__Exercise prompt__
Go through the entries and copy every line that has the string "matching" in it.

__Information shown__
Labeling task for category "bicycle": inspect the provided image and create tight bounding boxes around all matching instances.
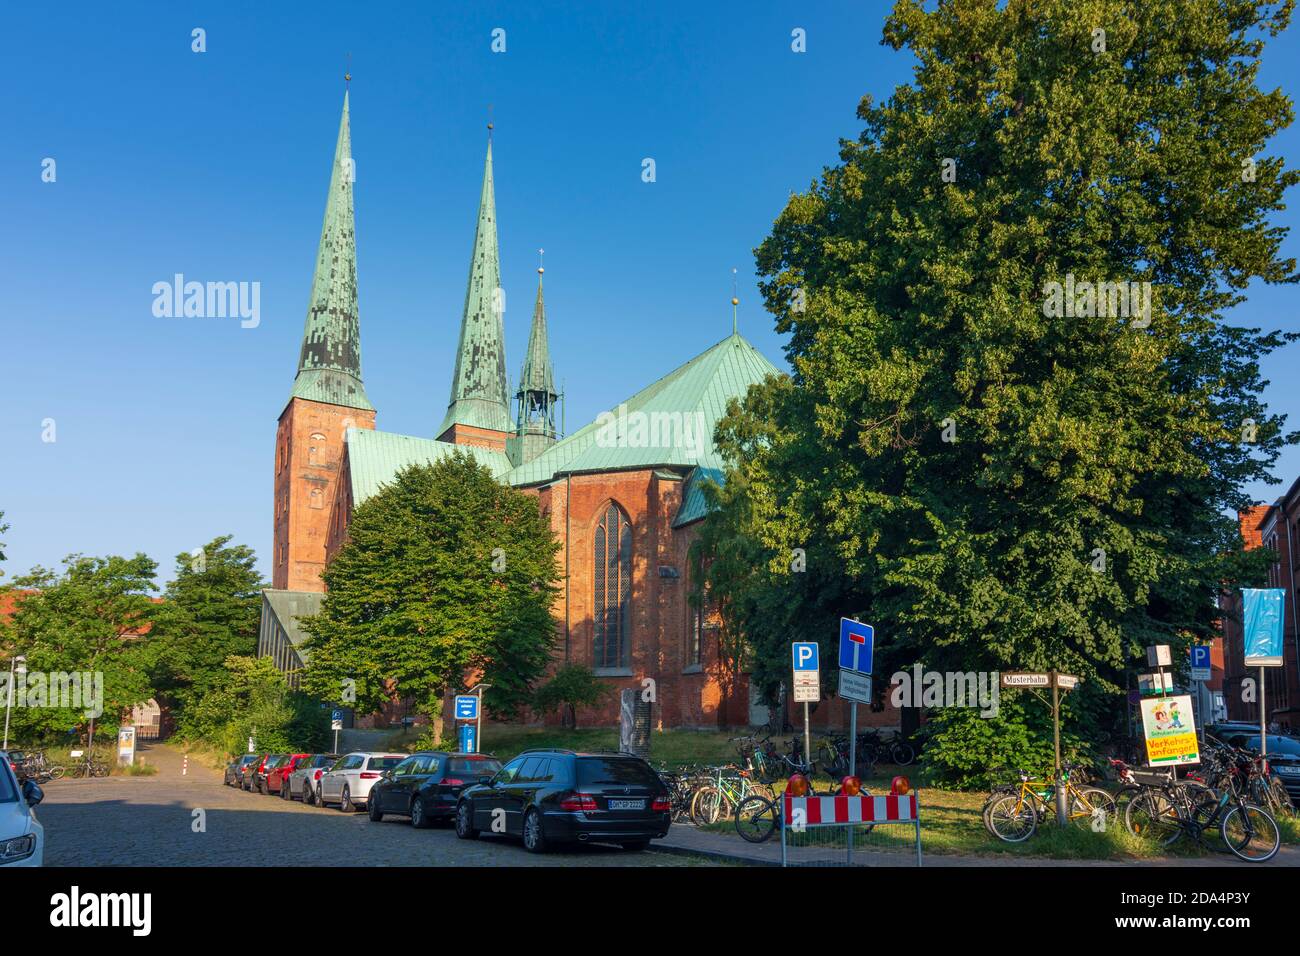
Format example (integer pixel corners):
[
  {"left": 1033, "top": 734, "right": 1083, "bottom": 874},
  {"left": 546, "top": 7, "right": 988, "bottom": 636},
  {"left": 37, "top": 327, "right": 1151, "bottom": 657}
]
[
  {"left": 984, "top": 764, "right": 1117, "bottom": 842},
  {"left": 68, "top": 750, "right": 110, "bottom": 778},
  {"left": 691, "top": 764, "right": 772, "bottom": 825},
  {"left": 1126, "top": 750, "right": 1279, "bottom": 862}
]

--

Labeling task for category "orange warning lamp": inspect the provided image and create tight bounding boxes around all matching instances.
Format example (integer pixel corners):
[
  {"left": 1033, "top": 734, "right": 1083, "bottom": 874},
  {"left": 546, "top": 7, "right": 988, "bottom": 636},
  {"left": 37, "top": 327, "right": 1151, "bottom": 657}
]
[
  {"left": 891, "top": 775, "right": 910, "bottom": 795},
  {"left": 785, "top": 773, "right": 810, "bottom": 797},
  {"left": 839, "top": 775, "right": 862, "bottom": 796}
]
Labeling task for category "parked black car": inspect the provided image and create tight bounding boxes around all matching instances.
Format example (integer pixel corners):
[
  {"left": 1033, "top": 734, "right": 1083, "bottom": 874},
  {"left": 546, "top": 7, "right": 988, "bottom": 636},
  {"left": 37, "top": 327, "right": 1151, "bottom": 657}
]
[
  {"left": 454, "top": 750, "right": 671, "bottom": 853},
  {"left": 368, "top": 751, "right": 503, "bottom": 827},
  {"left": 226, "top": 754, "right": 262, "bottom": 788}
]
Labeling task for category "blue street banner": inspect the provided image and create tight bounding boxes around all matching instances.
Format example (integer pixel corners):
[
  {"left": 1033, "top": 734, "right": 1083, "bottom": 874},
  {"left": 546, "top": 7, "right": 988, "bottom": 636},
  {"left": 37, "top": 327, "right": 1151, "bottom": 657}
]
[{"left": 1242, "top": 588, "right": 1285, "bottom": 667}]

__Finished exercise__
Labeling task for category "bicycle": inspect the provided image and create tight bounding boxes around all matching instances.
Labeling task for category "orange warning lamp": inspect the provided image and create tight bounding boxes around all matching instances.
Labeling task for category "parked black car": inspect the provided image and create tight bounding boxes around all matching instances.
Labeling task for category "blue street banner": inspect the provided image and create tight bounding boxes around all matching instances.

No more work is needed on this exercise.